Task to carry out:
Copy all the lines of the data that include the word "hull".

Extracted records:
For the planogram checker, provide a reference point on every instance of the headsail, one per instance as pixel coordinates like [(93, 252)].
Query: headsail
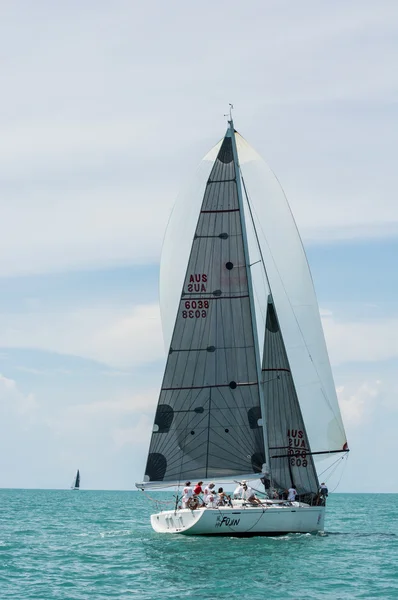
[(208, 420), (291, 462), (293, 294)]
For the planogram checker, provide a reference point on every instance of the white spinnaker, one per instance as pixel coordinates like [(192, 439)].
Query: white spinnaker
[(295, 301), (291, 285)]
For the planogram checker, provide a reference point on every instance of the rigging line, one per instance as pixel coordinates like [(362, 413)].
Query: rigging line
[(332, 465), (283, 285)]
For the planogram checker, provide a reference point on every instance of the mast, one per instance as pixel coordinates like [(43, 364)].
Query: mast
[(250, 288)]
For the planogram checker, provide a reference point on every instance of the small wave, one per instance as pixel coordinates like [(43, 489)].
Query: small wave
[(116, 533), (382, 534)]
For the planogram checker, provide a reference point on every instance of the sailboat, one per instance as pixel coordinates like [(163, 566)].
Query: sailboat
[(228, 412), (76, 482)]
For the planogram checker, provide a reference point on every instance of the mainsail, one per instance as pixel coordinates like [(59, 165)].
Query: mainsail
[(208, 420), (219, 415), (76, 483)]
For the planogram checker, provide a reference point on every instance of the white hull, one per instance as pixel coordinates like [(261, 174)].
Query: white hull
==
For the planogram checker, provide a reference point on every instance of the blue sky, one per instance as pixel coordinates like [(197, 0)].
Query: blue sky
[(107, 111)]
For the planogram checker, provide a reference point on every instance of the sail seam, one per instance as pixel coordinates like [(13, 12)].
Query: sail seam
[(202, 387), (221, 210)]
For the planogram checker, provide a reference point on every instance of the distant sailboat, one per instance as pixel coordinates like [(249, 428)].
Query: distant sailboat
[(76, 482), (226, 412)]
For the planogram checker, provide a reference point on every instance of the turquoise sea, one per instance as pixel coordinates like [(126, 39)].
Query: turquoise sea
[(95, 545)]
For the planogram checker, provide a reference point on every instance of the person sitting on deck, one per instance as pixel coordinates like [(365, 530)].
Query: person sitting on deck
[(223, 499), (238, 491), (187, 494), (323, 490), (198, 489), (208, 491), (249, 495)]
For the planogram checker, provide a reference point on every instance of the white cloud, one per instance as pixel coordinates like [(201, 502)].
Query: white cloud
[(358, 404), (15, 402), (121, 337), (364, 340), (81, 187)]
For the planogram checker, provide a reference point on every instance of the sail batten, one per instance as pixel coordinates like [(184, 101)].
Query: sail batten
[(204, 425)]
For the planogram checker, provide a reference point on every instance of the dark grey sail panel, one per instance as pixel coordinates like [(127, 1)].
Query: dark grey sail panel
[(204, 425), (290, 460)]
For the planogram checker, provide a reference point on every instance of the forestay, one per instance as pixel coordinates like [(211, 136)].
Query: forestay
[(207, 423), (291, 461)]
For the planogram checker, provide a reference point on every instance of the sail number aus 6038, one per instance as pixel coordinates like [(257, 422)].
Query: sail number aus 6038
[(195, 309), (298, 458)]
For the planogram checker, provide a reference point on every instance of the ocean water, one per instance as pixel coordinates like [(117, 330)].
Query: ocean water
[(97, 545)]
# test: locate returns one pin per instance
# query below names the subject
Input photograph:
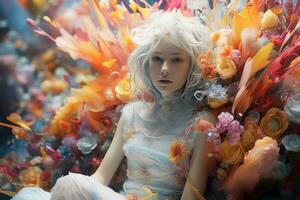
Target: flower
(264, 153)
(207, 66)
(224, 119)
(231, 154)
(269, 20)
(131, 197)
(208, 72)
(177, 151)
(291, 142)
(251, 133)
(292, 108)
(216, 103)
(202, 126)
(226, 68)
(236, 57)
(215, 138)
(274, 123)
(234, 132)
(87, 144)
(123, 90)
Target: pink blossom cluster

Task solution:
For the planogram checker, provide a reference point on every instance of the white hull, one per instance as pixel coordinates like [(261, 174)].
Query: white hull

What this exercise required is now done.